### EXERCISE
Please set down the data again exactly, minus the pictures.
====== INPUT FOR THIS TASK ======
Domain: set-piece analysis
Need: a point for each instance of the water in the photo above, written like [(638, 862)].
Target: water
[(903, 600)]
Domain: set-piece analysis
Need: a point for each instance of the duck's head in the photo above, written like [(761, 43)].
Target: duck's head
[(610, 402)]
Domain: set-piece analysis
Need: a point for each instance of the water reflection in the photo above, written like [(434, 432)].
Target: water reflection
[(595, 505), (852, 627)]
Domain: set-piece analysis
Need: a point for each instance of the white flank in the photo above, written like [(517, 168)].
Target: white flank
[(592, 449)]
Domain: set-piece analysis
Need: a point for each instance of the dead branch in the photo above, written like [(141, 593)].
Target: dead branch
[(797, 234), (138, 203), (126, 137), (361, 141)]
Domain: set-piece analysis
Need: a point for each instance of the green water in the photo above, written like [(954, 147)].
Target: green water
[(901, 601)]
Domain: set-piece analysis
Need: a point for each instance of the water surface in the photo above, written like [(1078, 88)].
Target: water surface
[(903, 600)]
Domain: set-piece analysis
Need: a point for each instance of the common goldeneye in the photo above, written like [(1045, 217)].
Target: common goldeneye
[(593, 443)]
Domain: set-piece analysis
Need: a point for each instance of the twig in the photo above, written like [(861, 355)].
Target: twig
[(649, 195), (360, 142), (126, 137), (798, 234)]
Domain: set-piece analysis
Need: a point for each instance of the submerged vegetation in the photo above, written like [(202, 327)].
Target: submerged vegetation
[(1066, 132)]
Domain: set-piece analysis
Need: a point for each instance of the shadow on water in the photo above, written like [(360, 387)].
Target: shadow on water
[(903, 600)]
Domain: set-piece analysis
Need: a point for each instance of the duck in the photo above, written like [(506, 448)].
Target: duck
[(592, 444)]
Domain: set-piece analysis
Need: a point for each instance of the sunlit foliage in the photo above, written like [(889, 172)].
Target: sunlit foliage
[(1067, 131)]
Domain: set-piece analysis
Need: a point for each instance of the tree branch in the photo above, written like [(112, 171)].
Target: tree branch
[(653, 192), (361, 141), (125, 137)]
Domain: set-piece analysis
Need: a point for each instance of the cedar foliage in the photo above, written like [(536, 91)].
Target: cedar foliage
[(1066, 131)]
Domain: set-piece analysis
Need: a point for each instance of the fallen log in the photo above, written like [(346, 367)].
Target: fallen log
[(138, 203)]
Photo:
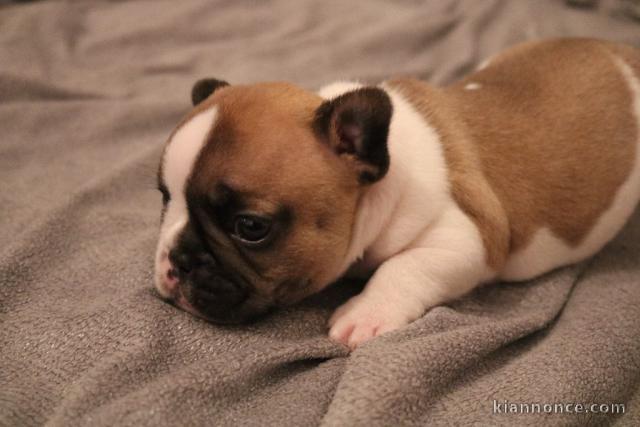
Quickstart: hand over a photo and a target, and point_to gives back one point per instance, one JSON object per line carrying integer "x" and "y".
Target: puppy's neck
{"x": 409, "y": 197}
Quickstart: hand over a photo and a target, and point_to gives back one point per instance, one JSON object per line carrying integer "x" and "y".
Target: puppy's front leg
{"x": 448, "y": 265}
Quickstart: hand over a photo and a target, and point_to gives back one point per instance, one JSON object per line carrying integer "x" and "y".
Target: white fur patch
======
### RESULT OF THE TASK
Domain: set-piece analysis
Need: a point for each instance of the water in the photo above, written like [(638, 862)].
Target: water
[(903, 600)]
Domain: set-piece analysis
Need: a point for each instance of the duck's head in the photo above, written like [(761, 43)].
Target: duck's head
[(610, 402)]
Domain: set-piece analysis
Need: a point for each instance of the water reflection in the photo above, written like [(434, 432)].
Target: water reflection
[(595, 505), (852, 627)]
Domain: set-piece analysis
Need: a point for each instance of the white flank in the photo above, written like [(517, 168)].
Target: white flank
[(592, 449)]
Domain: set-piece analysis
Need: a point for each instance of the dead branch in the photo above, written like [(141, 593)].
Target: dead branch
[(797, 234), (138, 203), (126, 137), (361, 141)]
Domain: set-piece analysis
Need: a point for each instance of the green water in the photo above, written like [(954, 147)].
Target: green water
[(901, 601)]
Domain: set-piece analysis
Need: a point for each instance of the water surface in the photo above, written like [(1078, 88)].
Target: water surface
[(903, 600)]
Domain: set-piece analysis
Need: a point for each instance of the common goldeneye in the photo above, written like [(1045, 217)].
Target: common goldeneye
[(593, 443)]
Domain: set-piece analysis
Need: a point for each instance of the twig in the photo above, written like [(861, 355)].
Target: twig
[(649, 195), (360, 142), (126, 137), (798, 234)]
Domain: set-piece analysis
Need: a point for each instance of the submerged vegetation in the photo above, written like [(202, 327)].
Target: submerged vegetation
[(1066, 132)]
Domain: set-piece analysis
Need: a point for each instance of the shadow on water in the photo above, written like [(360, 387)].
Target: shadow on water
[(903, 600)]
Domain: set-piece analysis
Need: a point for each instance of the duck in the photo above, written like [(506, 448)].
Target: duck
[(592, 444)]
Domain: set-piece analysis
Need: a point for each instance of the sunlit foliage in the photo above, written like [(889, 172)].
Target: sunlit foliage
[(1067, 131)]
Domain: set-piece analysis
Need: a point for each instance of the tree branch in the photo above, written like [(112, 171)].
Target: tree branch
[(653, 192), (361, 141), (125, 137)]
Domain: set-piece analysis
Need: a point for each instance of the cedar foliage in the photo above, written like [(536, 91)].
Target: cedar foliage
[(1066, 131)]
Domain: set-piece analysis
Need: a point for each instance of the fallen log in the photo above, written like [(346, 367)].
Target: fallen log
[(138, 203)]
Photo:
Quickstart: hand over a photo and a target, and point_to gives back one point per instance, one JSON object per line carrying integer "x" and "y".
Target: puppy's neck
{"x": 409, "y": 197}
Quickstart: hand over a photo and a target, and point_to gives back one point per instance, one JSON object per line carrying integer "x" and "y".
Target: puppy's front leg
{"x": 448, "y": 265}
Quickstart: hand over a photo and a target, and point_to gives back one point per instance, one JSON object per line carrying integer "x" and "y".
Target: white fur patch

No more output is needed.